:: EXERCISE MATERIALS

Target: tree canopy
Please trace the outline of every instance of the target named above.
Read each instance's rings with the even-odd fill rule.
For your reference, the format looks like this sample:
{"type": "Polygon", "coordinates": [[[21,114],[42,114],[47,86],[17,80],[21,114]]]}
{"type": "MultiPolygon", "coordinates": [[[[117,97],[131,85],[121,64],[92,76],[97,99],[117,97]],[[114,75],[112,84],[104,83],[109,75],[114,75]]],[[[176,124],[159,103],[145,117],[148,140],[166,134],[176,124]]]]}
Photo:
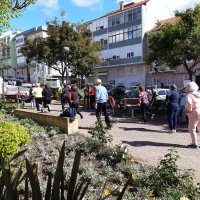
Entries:
{"type": "Polygon", "coordinates": [[[10,19],[17,18],[21,12],[37,0],[1,0],[0,1],[0,34],[5,29],[12,29],[10,19]]]}
{"type": "Polygon", "coordinates": [[[192,80],[192,74],[200,63],[200,4],[194,9],[175,11],[175,23],[158,22],[148,33],[146,64],[155,64],[156,71],[163,66],[176,69],[183,65],[192,80]]]}
{"type": "Polygon", "coordinates": [[[64,82],[66,70],[73,75],[89,76],[93,63],[100,61],[100,46],[93,42],[90,30],[85,24],[70,24],[57,20],[47,23],[47,38],[27,40],[20,49],[27,57],[27,63],[35,60],[57,70],[64,82]],[[69,51],[65,52],[64,47],[69,51]]]}

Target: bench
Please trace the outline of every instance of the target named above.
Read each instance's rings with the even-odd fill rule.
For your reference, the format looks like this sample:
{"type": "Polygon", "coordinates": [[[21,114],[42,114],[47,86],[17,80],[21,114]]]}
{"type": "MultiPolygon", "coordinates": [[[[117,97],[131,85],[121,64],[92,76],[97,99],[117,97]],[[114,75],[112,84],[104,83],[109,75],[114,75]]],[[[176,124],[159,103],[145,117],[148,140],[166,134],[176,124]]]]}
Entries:
{"type": "Polygon", "coordinates": [[[68,117],[60,117],[58,113],[41,113],[35,110],[15,109],[14,115],[20,119],[29,118],[38,122],[41,125],[56,126],[64,133],[72,134],[78,132],[78,119],[72,123],[69,122],[68,117]]]}
{"type": "Polygon", "coordinates": [[[124,98],[122,99],[122,106],[129,109],[129,113],[133,118],[135,110],[140,110],[140,98],[124,98]]]}
{"type": "Polygon", "coordinates": [[[4,99],[7,101],[7,102],[17,102],[18,101],[18,96],[17,94],[4,94],[4,99]]]}

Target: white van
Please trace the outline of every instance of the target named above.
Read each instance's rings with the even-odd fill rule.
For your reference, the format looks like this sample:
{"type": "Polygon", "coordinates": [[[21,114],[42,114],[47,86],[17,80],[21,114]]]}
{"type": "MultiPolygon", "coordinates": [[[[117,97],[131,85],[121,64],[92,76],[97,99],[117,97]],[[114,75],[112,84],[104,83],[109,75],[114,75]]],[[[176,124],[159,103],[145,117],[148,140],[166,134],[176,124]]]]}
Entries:
{"type": "Polygon", "coordinates": [[[58,78],[46,78],[45,83],[49,84],[51,88],[60,87],[60,80],[58,78]]]}

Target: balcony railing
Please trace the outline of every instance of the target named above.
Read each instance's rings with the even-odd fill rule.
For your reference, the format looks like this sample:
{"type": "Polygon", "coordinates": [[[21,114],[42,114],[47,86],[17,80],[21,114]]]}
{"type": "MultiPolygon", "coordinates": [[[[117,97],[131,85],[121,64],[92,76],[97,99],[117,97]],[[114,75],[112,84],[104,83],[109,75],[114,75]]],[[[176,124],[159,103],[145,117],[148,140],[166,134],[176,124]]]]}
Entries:
{"type": "Polygon", "coordinates": [[[127,65],[127,64],[136,64],[136,63],[141,63],[141,62],[142,62],[142,57],[137,56],[137,57],[131,57],[131,58],[109,60],[105,63],[95,65],[94,67],[110,67],[110,66],[119,66],[119,65],[127,65]]]}

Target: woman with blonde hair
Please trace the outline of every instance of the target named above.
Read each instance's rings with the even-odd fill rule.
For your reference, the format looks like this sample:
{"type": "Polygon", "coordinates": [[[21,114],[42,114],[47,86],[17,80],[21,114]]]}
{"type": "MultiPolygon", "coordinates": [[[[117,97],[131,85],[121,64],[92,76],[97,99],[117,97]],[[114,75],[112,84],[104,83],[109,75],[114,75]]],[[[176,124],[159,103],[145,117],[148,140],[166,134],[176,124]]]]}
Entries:
{"type": "Polygon", "coordinates": [[[200,93],[199,86],[195,82],[187,84],[185,91],[186,105],[185,109],[189,118],[188,130],[191,135],[192,143],[187,145],[189,148],[198,149],[196,129],[200,133],[200,93]]]}
{"type": "Polygon", "coordinates": [[[79,111],[79,94],[76,85],[72,85],[71,92],[68,94],[68,99],[70,108],[75,108],[76,113],[80,116],[81,119],[83,119],[83,115],[79,111]]]}
{"type": "Polygon", "coordinates": [[[140,108],[142,112],[143,122],[147,123],[147,116],[154,118],[154,114],[149,112],[149,94],[145,91],[143,85],[139,86],[140,108]]]}

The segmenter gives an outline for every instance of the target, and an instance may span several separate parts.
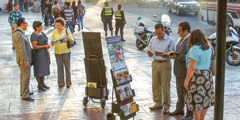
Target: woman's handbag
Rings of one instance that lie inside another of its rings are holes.
[[[66,34],[68,36],[68,32],[67,32],[67,29],[66,29]],[[71,44],[69,41],[67,41],[67,47],[68,48],[72,48],[73,46],[75,46],[77,43],[76,41],[74,40],[73,43]]]
[[[214,50],[213,48],[211,47],[212,49],[212,57],[211,57],[211,65],[210,65],[210,70],[212,71],[212,75],[213,76],[216,76],[216,58],[215,58],[215,55],[214,55]]]

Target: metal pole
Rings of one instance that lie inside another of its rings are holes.
[[[223,120],[227,0],[217,0],[217,61],[214,120]]]

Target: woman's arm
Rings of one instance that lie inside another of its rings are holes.
[[[184,82],[184,87],[186,90],[188,90],[188,84],[190,79],[193,76],[193,73],[195,72],[196,66],[197,66],[197,61],[193,60],[192,58],[189,58],[189,67],[188,67],[187,76]]]
[[[46,49],[50,48],[50,45],[42,45],[42,46],[37,45],[37,41],[32,41],[32,46],[33,46],[33,49],[35,50],[42,49],[42,48],[46,48]]]

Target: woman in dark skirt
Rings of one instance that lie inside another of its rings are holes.
[[[44,76],[50,74],[50,56],[48,51],[50,45],[48,45],[46,34],[42,32],[42,22],[34,21],[33,29],[34,32],[31,35],[31,42],[34,49],[34,77],[37,79],[38,89],[46,91],[49,87],[44,83]]]
[[[188,44],[191,48],[186,56],[186,105],[188,110],[193,111],[194,120],[203,120],[208,108],[214,104],[213,79],[209,69],[213,49],[198,28],[191,32]]]

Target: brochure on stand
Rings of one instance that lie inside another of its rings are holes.
[[[119,95],[121,101],[133,97],[130,83],[116,87],[116,92]]]
[[[107,37],[106,40],[112,71],[127,67],[125,63],[121,37],[112,36]]]
[[[117,86],[123,85],[131,81],[128,68],[113,71],[113,78],[116,81]]]
[[[120,110],[122,110],[124,112],[124,116],[128,116],[132,113],[137,112],[137,110],[138,110],[137,107],[138,106],[137,106],[136,102],[131,102],[131,103],[121,106]]]

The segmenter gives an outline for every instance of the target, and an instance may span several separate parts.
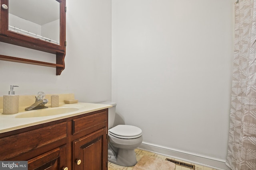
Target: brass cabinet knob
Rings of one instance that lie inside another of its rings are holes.
[[[76,164],[78,165],[80,165],[81,164],[82,161],[80,159],[78,159],[78,160],[76,160]]]

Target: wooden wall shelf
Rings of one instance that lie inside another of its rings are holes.
[[[0,54],[0,60],[56,68],[56,75],[60,75],[65,68],[66,55],[66,0],[56,0],[60,3],[60,44],[57,45],[14,32],[8,29],[8,8],[1,8],[8,6],[8,0],[0,0],[0,41],[29,48],[56,55],[56,63],[29,60]]]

::::

WHAT THE EXERCISE ASKS = Please put all of the rows above into a two-column CSV with the headers input and output. Each row's text goes in one quoted field and its answer in another, with line breaks replaced by spaces and the pictures left out.

THE SOLUTION =
input,output
"Target: tree canopy Please trace the outline of every instance of the target named above. Read each instance's rings with the even-odd fill rule. For your reference, the format looks like this sample: {""type"": ""Polygon"", ""coordinates"": [[[21,114],[42,114],[47,86],[17,80],[21,114]]]} {""type"": ""MultiPolygon"", ""coordinates"": [[[[117,97],[131,85],[121,64],[92,76],[97,99],[117,97]],[[114,75],[112,84],[104,83],[109,75],[114,75]]],[[[176,124],[159,103],[145,117],[148,140],[166,134],[176,124]]]]} Photo: Entries:","{""type"": ""Polygon"", ""coordinates"": [[[10,19],[17,18],[21,12],[37,0],[1,0],[0,1],[0,34],[5,29],[12,29],[10,19]]]} {""type"": ""Polygon"", ""coordinates"": [[[192,80],[192,74],[200,63],[200,4],[194,9],[175,11],[175,23],[158,22],[148,33],[146,64],[155,64],[156,71],[163,66],[176,69],[183,65],[192,80]]]} {""type"": ""Polygon"", ""coordinates"": [[[64,82],[66,70],[73,75],[89,76],[93,63],[100,61],[100,46],[93,42],[90,30],[85,24],[70,24],[57,20],[47,23],[47,38],[27,40],[20,49],[27,57],[27,63],[35,60],[57,70],[64,82]],[[69,51],[65,52],[64,47],[69,51]]]}"
"Target: bench Please trace the outline of every instance of the target named above. Read each instance's rings with the even-odd fill rule. For your reference, the format looks like this sample: {""type"": ""Polygon"", ""coordinates"": [[[21,114],[42,114],[47,86],[17,80],[21,114]]]} {""type"": ""MultiPolygon"", ""coordinates"": [[[[117,97],[131,85],[121,64],[92,76],[97,99],[117,97]],[[114,75],[112,84],[104,83],[109,75],[114,75]]],[[[176,124],[159,103],[145,117],[148,140],[166,134],[176,124]]]]} Entries:","{""type"": ""Polygon"", ""coordinates"": [[[68,117],[60,117],[58,113],[41,113],[35,110],[15,109],[14,115],[20,119],[29,118],[38,122],[41,125],[56,126],[64,133],[72,134],[78,132],[78,119],[72,123],[69,122],[68,117]]]} {""type"": ""Polygon"", ""coordinates"": [[[124,98],[122,99],[122,106],[129,109],[129,113],[133,118],[135,110],[140,110],[140,98],[124,98]]]} {""type"": ""Polygon"", ""coordinates"": [[[4,99],[7,101],[7,102],[17,102],[18,101],[18,96],[17,94],[4,94],[4,99]]]}"
"Target: white van Please trace the outline of every instance of the target named above. Read each instance's rings with the even-odd fill rule. For your reference, the format looks like this sample: {""type"": ""Polygon"", ""coordinates"": [[[21,114],[42,114],[47,86],[17,80],[21,114]]]} {""type"": ""MultiPolygon"", ""coordinates"": [[[[117,97],[131,85],[121,64],[92,76],[97,99],[117,97]],[[114,75],[112,84],[104,83],[109,75],[114,75]]],[[[176,124],[159,103],[145,117],[148,140],[166,134],[176,124]]]]} Entries:","{""type"": ""Polygon"", ""coordinates"": [[[58,78],[46,78],[45,83],[49,84],[51,88],[60,87],[60,80],[58,78]]]}"
"Target: balcony railing Please trace the outline of every instance of the target named above. Read each instance's rings with the even-odd fill rule. For your reference, the format looks like this sample: {""type"": ""Polygon"", ""coordinates"": [[[21,114],[42,114],[47,86],[17,80],[21,114]]]} {""type"": ""MultiPolygon"", ""coordinates"": [[[[117,97],[131,85],[121,64],[92,76],[97,99],[117,97]],[[114,75],[112,84],[104,83],[109,75],[114,75]]],[[[176,124],[159,103],[145,117],[148,140],[166,134],[176,124]]]]} Entries:","{""type"": ""Polygon"", ""coordinates"": [[[127,65],[127,64],[136,64],[136,63],[141,63],[141,62],[142,62],[142,57],[137,56],[137,57],[131,57],[131,58],[109,60],[105,63],[95,65],[94,67],[110,67],[110,66],[119,66],[119,65],[127,65]]]}"
"Target: woman with blonde hair Please trace the outline of every instance of the target named above. Read each instance's rings with the even-odd fill rule. For your reference, the format looks like this sample: {""type"": ""Polygon"", ""coordinates"": [[[21,114],[42,114],[47,86],[17,80],[21,114]]]} {""type"": ""MultiPolygon"", ""coordinates"": [[[[117,97],[131,85],[121,64],[92,76],[97,99],[117,97]],[[114,75],[112,84],[104,83],[109,75],[114,75]]],[[[176,124],[159,103],[145,117],[148,140],[166,134],[176,124]]]]} Entries:","{""type"": ""Polygon"", ""coordinates"": [[[200,93],[199,86],[195,82],[187,84],[185,91],[186,105],[185,109],[189,118],[188,130],[191,135],[192,143],[187,145],[189,148],[198,149],[196,129],[200,133],[200,93]]]} {""type"": ""Polygon"", ""coordinates"": [[[79,111],[79,94],[76,85],[72,85],[71,92],[68,94],[68,99],[70,108],[75,108],[76,113],[80,116],[81,119],[83,119],[83,115],[79,111]]]} {""type"": ""Polygon"", ""coordinates"": [[[140,108],[142,112],[143,122],[147,123],[147,116],[154,118],[154,114],[149,112],[149,94],[145,91],[143,85],[139,86],[140,108]]]}"
"The segmenter gives an outline for every instance of the target, and an instance may span several separate parts. Target: woman's handbag Rings of one instance that lie inside another of its rings are holes.","[[[66,34],[68,36],[68,32],[67,32],[67,29],[66,29]],[[71,44],[69,41],[67,41],[67,47],[68,48],[72,48],[73,46],[75,46],[77,43],[76,41],[74,40],[73,43]]] [[[214,50],[213,48],[211,47],[212,49],[212,57],[211,57],[211,65],[210,65],[210,70],[212,71],[212,75],[213,76],[216,76],[216,58],[215,58],[215,55],[214,55]]]"
"Target: metal pole Rings of one instance that lie inside another of its rings are holes.","[[[223,120],[227,0],[217,0],[217,61],[214,120]]]"
"Target: woman's arm Rings of one instance that lie inside another of its rings are holes.","[[[184,82],[184,87],[186,90],[188,90],[188,84],[190,79],[193,76],[193,73],[195,72],[196,66],[197,66],[197,61],[193,60],[192,58],[189,58],[189,67],[188,67],[187,76]]] [[[46,49],[50,48],[50,45],[42,45],[42,46],[37,45],[37,41],[32,41],[32,46],[33,46],[33,49],[35,50],[42,49],[42,48],[46,48]]]"
"Target: woman in dark skirt Rings of one instance that lie inside another of its rings are holes.","[[[44,76],[50,74],[50,56],[48,51],[50,45],[48,45],[46,34],[42,32],[42,22],[34,21],[33,29],[34,32],[31,35],[31,42],[34,49],[34,77],[37,79],[38,89],[46,91],[49,87],[44,83]]] [[[188,44],[191,48],[186,56],[186,105],[188,110],[193,111],[194,120],[203,120],[208,108],[214,104],[213,79],[209,69],[213,49],[198,28],[191,32]]]"
"Target: brochure on stand Rings of one instance that lie inside another of its rings are holes.","[[[119,95],[121,101],[133,97],[130,83],[116,87],[116,92]]] [[[107,37],[106,40],[112,71],[127,67],[125,63],[121,37],[112,36]]] [[[117,86],[123,85],[131,81],[128,68],[113,71],[113,78],[116,81]]] [[[120,110],[122,110],[124,112],[124,116],[128,116],[132,113],[137,112],[137,110],[138,110],[137,107],[138,106],[137,106],[136,102],[131,102],[131,103],[121,106]]]"
"The segmenter gives an outline for every instance of the target, and an instance may span several separate parts. Target: brass cabinet knob Rings of one instance that lie inside another of its rings are holes.","[[[76,164],[78,165],[80,165],[81,164],[82,161],[80,159],[78,159],[78,160],[76,160]]]"
"Target: wooden wall shelf Rings of one instance that lie inside another of its rings are holes.","[[[0,54],[0,60],[56,68],[56,75],[60,75],[65,68],[66,55],[66,0],[56,0],[60,3],[60,44],[57,45],[14,32],[8,29],[8,8],[1,8],[8,6],[8,0],[0,0],[0,41],[29,48],[56,55],[56,63],[29,60]]]"